WHAT YOU ARE ASKED TO DO
Write each line out again exactly as written.
— START GIVEN INFORMATION —
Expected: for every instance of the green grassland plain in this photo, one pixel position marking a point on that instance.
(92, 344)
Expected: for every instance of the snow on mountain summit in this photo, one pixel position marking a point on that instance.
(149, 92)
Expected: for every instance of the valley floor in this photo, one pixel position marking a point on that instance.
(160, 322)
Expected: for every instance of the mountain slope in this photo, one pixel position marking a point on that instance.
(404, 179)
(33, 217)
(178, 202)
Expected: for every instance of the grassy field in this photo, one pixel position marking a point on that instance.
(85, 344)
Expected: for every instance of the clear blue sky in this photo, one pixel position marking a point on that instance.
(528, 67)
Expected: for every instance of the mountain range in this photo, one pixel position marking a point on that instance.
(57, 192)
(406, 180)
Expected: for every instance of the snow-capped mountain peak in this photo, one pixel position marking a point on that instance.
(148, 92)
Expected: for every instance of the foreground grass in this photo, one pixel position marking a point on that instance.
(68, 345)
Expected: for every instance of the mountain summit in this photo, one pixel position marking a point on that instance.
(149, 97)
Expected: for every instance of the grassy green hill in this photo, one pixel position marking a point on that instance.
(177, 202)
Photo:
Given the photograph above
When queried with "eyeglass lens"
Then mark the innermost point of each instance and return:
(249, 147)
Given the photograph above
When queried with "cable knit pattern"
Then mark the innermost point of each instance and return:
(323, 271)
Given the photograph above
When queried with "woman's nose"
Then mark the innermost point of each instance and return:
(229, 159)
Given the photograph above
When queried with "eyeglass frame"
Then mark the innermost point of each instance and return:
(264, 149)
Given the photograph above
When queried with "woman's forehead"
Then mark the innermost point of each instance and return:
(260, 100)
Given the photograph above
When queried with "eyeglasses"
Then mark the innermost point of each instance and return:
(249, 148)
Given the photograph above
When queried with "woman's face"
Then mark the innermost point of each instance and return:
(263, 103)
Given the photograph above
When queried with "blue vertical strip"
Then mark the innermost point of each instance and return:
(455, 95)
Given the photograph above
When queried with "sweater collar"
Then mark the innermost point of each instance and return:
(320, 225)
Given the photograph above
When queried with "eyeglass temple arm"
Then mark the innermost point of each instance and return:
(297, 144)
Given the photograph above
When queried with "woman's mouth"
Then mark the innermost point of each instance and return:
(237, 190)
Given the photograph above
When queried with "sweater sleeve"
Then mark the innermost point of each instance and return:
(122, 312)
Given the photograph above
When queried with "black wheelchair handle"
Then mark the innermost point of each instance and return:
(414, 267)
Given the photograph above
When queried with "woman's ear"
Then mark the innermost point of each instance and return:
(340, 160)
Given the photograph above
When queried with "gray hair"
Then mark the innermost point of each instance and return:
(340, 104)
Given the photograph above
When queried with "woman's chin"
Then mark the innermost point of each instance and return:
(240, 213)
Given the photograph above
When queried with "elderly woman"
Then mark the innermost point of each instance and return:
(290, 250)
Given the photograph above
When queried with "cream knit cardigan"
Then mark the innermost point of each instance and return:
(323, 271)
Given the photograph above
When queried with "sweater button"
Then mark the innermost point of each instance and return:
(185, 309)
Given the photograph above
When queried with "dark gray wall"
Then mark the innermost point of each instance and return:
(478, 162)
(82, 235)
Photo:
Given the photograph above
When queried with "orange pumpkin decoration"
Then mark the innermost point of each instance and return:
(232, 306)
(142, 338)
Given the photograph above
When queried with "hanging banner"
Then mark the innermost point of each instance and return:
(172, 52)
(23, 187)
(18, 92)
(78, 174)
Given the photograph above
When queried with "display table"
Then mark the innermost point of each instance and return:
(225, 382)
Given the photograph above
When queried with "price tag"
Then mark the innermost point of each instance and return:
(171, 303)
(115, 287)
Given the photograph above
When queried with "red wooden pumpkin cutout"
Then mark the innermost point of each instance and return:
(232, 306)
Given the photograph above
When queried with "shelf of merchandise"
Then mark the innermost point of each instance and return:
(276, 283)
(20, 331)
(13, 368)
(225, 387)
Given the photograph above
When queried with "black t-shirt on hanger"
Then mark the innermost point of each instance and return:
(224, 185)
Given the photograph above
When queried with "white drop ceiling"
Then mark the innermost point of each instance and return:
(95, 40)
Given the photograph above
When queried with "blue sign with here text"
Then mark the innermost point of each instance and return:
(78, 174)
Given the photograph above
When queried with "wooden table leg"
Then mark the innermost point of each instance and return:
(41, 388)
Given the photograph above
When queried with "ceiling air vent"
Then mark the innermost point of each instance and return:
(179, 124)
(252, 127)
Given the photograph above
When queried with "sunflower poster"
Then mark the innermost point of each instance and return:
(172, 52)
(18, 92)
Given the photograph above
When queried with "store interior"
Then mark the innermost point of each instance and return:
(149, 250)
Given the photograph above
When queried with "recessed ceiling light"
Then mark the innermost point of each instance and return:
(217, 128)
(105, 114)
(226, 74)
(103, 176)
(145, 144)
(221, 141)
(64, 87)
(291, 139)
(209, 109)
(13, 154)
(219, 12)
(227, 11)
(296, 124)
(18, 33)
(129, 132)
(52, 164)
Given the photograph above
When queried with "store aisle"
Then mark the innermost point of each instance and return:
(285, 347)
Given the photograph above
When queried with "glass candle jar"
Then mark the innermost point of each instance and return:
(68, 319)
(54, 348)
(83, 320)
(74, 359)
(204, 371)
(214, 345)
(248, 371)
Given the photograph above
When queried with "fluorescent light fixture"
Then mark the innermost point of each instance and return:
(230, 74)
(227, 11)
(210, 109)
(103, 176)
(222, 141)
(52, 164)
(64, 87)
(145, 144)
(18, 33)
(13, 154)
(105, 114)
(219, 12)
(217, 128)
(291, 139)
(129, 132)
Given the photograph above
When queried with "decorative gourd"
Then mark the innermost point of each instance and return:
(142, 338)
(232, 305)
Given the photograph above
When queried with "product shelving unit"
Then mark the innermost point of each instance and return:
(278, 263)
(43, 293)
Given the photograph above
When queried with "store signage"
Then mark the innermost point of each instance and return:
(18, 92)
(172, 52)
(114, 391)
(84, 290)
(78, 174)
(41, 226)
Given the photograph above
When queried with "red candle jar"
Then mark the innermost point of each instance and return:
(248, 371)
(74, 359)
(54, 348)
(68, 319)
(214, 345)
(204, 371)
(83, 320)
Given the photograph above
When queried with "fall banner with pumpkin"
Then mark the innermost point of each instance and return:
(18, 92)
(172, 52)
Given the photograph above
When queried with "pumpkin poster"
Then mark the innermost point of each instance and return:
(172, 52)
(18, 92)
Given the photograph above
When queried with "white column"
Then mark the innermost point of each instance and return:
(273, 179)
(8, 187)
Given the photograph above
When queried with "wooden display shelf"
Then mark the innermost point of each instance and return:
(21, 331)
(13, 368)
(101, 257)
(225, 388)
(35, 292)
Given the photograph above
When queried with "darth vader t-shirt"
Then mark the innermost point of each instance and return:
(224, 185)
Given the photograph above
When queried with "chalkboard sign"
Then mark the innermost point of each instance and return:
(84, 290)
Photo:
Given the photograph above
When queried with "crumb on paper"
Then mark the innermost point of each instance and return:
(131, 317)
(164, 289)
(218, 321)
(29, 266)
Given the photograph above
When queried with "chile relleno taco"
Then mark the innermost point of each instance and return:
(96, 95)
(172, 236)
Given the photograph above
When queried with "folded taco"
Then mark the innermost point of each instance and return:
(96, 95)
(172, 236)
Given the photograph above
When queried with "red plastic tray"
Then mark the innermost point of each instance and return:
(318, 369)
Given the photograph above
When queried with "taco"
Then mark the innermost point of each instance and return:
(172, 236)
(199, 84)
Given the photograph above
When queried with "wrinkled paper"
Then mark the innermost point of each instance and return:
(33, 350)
— END GIVEN INFORMATION —
OUTPUT BELOW
Expected: for every instance of the green grassland plain in this photo, one pixel position marking a point on that instance.
(92, 344)
Expected: for every instance of the snow on mountain summit in this photo, one pixel position marking a point on that instance.
(149, 92)
Expected: for every instance of the valley floor in this photo, one pixel position marking a point on that instance.
(160, 322)
Expected: for every instance of the mountain slope in this photo, one pixel position marking a point on that instance.
(404, 179)
(33, 217)
(178, 202)
Expected: for every instance of the grassy field in this photo, one pixel position marking a point on that instance.
(85, 344)
Expected: for every instance of the clear blue sky in this photo, one pixel position marking a point on that instance.
(528, 67)
Expected: for every instance of the mountain range in this photo, one pixel position marking a point on that instance.
(57, 192)
(406, 180)
Expected: for every instance of the snow-capped mountain peak in this photo, one pixel position marking a point on that instance.
(148, 92)
Expected: for every instance of the foreground grass in this photo, one pixel position marking a point on that instance.
(68, 345)
Expected: for every instance of the mountain summit in this photo, one pixel position marking a point on that instance.
(149, 97)
Expected: for every instance of the grassy green hill in this photo, one pixel position marking a point on that instance.
(177, 202)
Photo:
Given the photograph above
When queried with "eyeglass lens"
Then mark the innermost point of each instance and return:
(249, 147)
Given the photograph above
When queried with "cable knit pattern"
Then mark the innermost point of each instance and return:
(323, 271)
Given the photograph above
When queried with "woman's nose"
Then mark the innermost point of each instance and return:
(229, 159)
Given the photograph above
When queried with "eyeglass frame"
Then mark the innermost point of each instance and return:
(264, 149)
Given the photograph above
When queried with "woman's forehead"
Then mark the innermost point of each instance and return:
(260, 100)
Given the photograph above
When queried with "eyeglasses"
Then mark the innermost point of each instance and return:
(249, 148)
Given the photograph above
When queried with "woman's face"
Then mark the innermost point of each instance and return:
(263, 103)
Given the photograph above
When queried with "blue vertical strip"
Then mark the innermost point of each instance and return:
(455, 95)
Given the photograph above
When queried with "sweater collar"
Then mark the innermost point of each instance and return:
(320, 225)
Given the photograph above
When queried with "eyeglass temple arm"
Then mark the innermost point of each instance and return:
(297, 144)
Given the photograph above
When queried with "woman's mouth"
Then mark the innermost point of each instance and return:
(237, 190)
Given the photograph above
When queried with "sweater sleeve"
Then mark the innermost point of each instance and return:
(122, 312)
Given the photograph above
When queried with "black wheelchair handle"
Then mark the innermost point of each instance and return:
(414, 267)
Given the photograph above
When queried with "woman's ear"
Then mark the innermost point of each instance and return:
(340, 160)
Given the photograph above
When queried with "gray hair"
Then mark the innermost point of each instance and return:
(340, 104)
Given the photograph above
When queried with "woman's chin"
Then mark the innermost point of each instance and return:
(240, 213)
Given the photograph above
When queried with "elderly woman"
Then mark the innermost point of each instance and return:
(290, 250)
Given the photograph above
When queried with "cream knit cardigan"
Then mark the innermost point of each instance and return:
(323, 271)
Given the photograph above
When queried with "sweater button"
Then mark the innermost point of each instance and return:
(185, 309)
Given the photograph above
When queried with "dark gray wall"
Then mark the innermost point of each instance and return:
(478, 162)
(82, 235)
Photo:
Given the photograph above
When queried with "orange pumpkin decoration"
Then mark the innermost point of each instance and return:
(232, 306)
(142, 338)
Given the photograph above
When queried with "hanging banner"
Then mark the innermost point of each instance and return:
(172, 52)
(23, 187)
(18, 92)
(78, 174)
Given the photograph above
When queried with "display table"
Then mark the innermost point of each instance and return:
(225, 382)
Given the photograph above
When queried with "price tag"
Then mark the innermost point of each instance and return:
(171, 303)
(115, 287)
Given the photograph above
When queried with "red wooden pumpkin cutout"
Then mark the innermost point of each instance and return:
(232, 306)
Given the photograph above
When queried with "shelf of merchandise"
Then mark the innermost point of each instance and return:
(276, 283)
(20, 331)
(13, 368)
(225, 387)
Given the photograph above
When queried with "black t-shirt on hanger"
Then mark the innermost point of each instance and return:
(224, 185)
Given the photograph above
When queried with "white drop ceiling"
Then mark the innermost point of each instance and return:
(95, 40)
Given the photograph above
When queried with "blue sign with here text"
Then mark the innermost point of each instance and return:
(78, 174)
Given the photograph above
When queried with "wooden table leg"
Then mark the innermost point of each instance and return:
(41, 388)
Given the photograph above
When queried with "ceiling air vent"
Then mark the innermost point of each instance and return:
(179, 124)
(252, 127)
Given the photograph above
When queried with "sunflower poster"
Then mark the innermost point of each instance and return:
(172, 52)
(18, 92)
Given the photograph above
When queried with "store interior"
Then mark the innermost point of each instance and return:
(149, 250)
Given the photograph above
When queried with "recessed ceiling light"
Then mark the innermost point of each instance and return:
(217, 128)
(105, 114)
(226, 74)
(103, 176)
(145, 144)
(221, 141)
(64, 87)
(291, 139)
(209, 109)
(13, 154)
(219, 12)
(227, 11)
(296, 124)
(18, 33)
(129, 132)
(52, 164)
Given the photograph above
When queried with "store aisle"
Then mark the innermost point of each instance and return:
(285, 347)
Given the photograph above
When queried with "glass candle jar"
Then mark the innermost point of each instance and return:
(68, 319)
(54, 348)
(83, 320)
(74, 359)
(204, 371)
(214, 345)
(248, 371)
Given the photograph above
When queried with "fluorescent light fixture"
Then mark the innermost point of each instance and return:
(230, 74)
(227, 11)
(210, 109)
(103, 176)
(222, 141)
(52, 164)
(64, 87)
(145, 144)
(18, 33)
(13, 154)
(105, 114)
(219, 12)
(217, 128)
(291, 139)
(129, 132)
Given the photograph above
When queried with "decorative gourd"
Then mark the innermost point of each instance and return:
(142, 338)
(232, 305)
Given the photograph above
When queried with "product shelving unit"
Then mark the innermost point of each instance and return:
(278, 263)
(43, 293)
Given the photograph above
When queried with "store signage"
Then mark the innermost point of each instance and return:
(18, 92)
(172, 52)
(114, 391)
(84, 290)
(78, 174)
(41, 226)
Given the photograph above
When queried with "red candle jar"
Then mark the innermost point of each instance and return:
(248, 371)
(74, 359)
(54, 348)
(68, 319)
(214, 345)
(204, 371)
(83, 320)
Given the photograph above
When queried with "fall banner with pumpkin"
Then mark the innermost point of each instance and return:
(18, 92)
(172, 52)
Given the photograph above
When queried with "pumpkin poster"
Then mark the innermost point of each instance and return:
(172, 52)
(18, 92)
Given the photograph above
When queried with "white column"
Then mark the innermost point of each instance and return:
(273, 179)
(8, 187)
Given the photograph above
When queried with "wooden display shelf"
Then mark the innermost point of each instance and return:
(21, 331)
(13, 368)
(101, 257)
(225, 388)
(35, 292)
Given the photograph above
When queried with "darth vader t-shirt"
Then mark the innermost point of each instance and return:
(224, 185)
Given the photograph above
When queried with "chalkboard sign"
Then mark the innermost point of each instance and return:
(84, 290)
Photo:
Given the photograph above
When queried with "crumb on paper"
Then mark the innermost point of each instance and return:
(131, 317)
(164, 289)
(218, 321)
(29, 266)
Given the photograph above
When queried with "chile relleno taco"
Then mark the innermost point of each instance and return:
(96, 95)
(172, 236)
Given the photograph above
When queried with "folded taco"
Then mark the innermost point of each instance and return:
(96, 95)
(172, 236)
Given the photograph above
When queried with "red plastic tray"
Then mark the innermost point of each instance and return:
(318, 369)
Given the photograph above
When queried with "taco"
Then mark the innermost point of each instance and return:
(172, 236)
(199, 84)
Given the photograph above
When queried with "wrinkled paper"
Then mark the innermost point of each instance and return:
(33, 350)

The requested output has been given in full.